**Task description**. Reproduce every entry word for word.

##### Data for processing

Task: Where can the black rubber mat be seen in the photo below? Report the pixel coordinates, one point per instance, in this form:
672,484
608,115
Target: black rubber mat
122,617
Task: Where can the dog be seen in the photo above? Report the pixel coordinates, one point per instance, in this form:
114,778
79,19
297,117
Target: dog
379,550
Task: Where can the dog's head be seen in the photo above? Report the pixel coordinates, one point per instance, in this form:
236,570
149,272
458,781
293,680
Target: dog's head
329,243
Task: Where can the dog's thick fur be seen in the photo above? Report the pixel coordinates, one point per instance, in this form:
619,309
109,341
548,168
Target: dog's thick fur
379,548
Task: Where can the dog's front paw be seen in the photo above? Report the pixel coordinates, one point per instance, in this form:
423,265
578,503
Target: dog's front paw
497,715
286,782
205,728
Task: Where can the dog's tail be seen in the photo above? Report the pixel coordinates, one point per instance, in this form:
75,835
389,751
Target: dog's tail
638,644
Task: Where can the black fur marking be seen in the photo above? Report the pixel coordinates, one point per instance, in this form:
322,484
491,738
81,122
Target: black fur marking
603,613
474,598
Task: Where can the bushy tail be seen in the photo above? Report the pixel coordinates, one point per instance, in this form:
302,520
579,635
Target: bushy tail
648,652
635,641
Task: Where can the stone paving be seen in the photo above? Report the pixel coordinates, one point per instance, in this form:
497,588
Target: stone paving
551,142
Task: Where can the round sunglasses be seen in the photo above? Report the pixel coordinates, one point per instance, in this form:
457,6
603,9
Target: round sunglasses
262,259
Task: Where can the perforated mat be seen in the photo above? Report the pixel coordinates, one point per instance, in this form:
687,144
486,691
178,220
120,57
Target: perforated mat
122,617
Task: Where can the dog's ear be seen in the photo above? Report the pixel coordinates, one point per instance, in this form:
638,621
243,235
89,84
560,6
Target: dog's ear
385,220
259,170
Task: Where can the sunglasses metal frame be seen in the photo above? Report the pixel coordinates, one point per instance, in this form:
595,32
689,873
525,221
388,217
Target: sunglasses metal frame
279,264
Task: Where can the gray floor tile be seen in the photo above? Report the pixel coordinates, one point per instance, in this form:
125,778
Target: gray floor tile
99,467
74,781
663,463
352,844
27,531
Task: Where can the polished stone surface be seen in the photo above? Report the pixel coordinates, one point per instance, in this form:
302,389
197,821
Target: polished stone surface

##########

**Response**.
Task: Where can the black rubber mat be seen in the photo below? Report the pixel coordinates, one point per instance, in this form:
672,484
608,115
Target: black rubber mat
122,617
Task: Where can the dog be seen in the photo above? Report the pixel coordinates, one point per instance, in this form:
114,778
79,19
297,117
Target: dog
379,550
Task: Where can the dog's head be seen in the photo above? Report the pixel coordinates, one point per instance, in this form:
236,570
149,272
458,781
293,680
Target: dog's head
329,243
Task: Where can the dog's thick fur be seen in the photo above? Report the pixel coordinates, one point per instance, in this form:
619,309
109,341
548,168
Target: dog's thick fur
379,548
Task: Where can the dog's front paw be seen in the photo above? Report the pixel coordinates, one point per instance, in this form:
423,265
578,503
Target: dog's front paw
497,715
286,782
205,728
Task: Where can the dog's tail be seen in the photo above? Report the pixel coordinates, one point per instance, in this form:
75,835
389,751
Target: dog's tail
638,644
Task: Where can the black fur marking be seen in the photo above? Report the pixel coordinates, one point per instance, in this form:
322,484
491,738
81,122
Target: black fur marking
603,613
474,598
Task: Where can the bushy tail be seen in the photo above? Report the pixel coordinates, one point per instance, in this form:
302,520
579,635
Target: bushy tail
648,652
635,641
Task: Where can the stone paving be seen in the photo above? Report the pixel coordinates, one point per instance, in this form:
497,588
Target: stone paving
551,142
Task: Where can the round sunglasses be seen in the photo above? Report the pixel coordinates, one point per instance, in this form:
457,6
603,9
Target: round sunglasses
262,259
Task: Where can the perforated mat be seen in the photo above? Report the pixel coordinates, one point per instance, in this form:
687,144
486,691
178,220
120,57
Target: perforated mat
122,617
Task: Where can the dog's ear be seen in the photo above? Report the pixel coordinates, one point per instance, in this form:
638,621
243,235
89,84
560,6
Target: dog's ear
385,220
259,170
Task: Where can the sunglasses metal frame be seen in the photo above? Report the pixel coordinates, one point per instance, in this form:
595,32
689,873
525,221
388,217
Target: sunglasses metal frame
279,264
Task: Where can the gray floor tile be seen in the photo above? Report the pixel coordinates, one point per instance, in this form:
125,778
Target: gray floor tile
99,467
74,781
663,463
352,844
27,531
Task: Where can the polished stone surface be seen in the photo above? Report the pixel coordinates, one point per instance, in this form:
302,389
197,821
Target: polished stone surface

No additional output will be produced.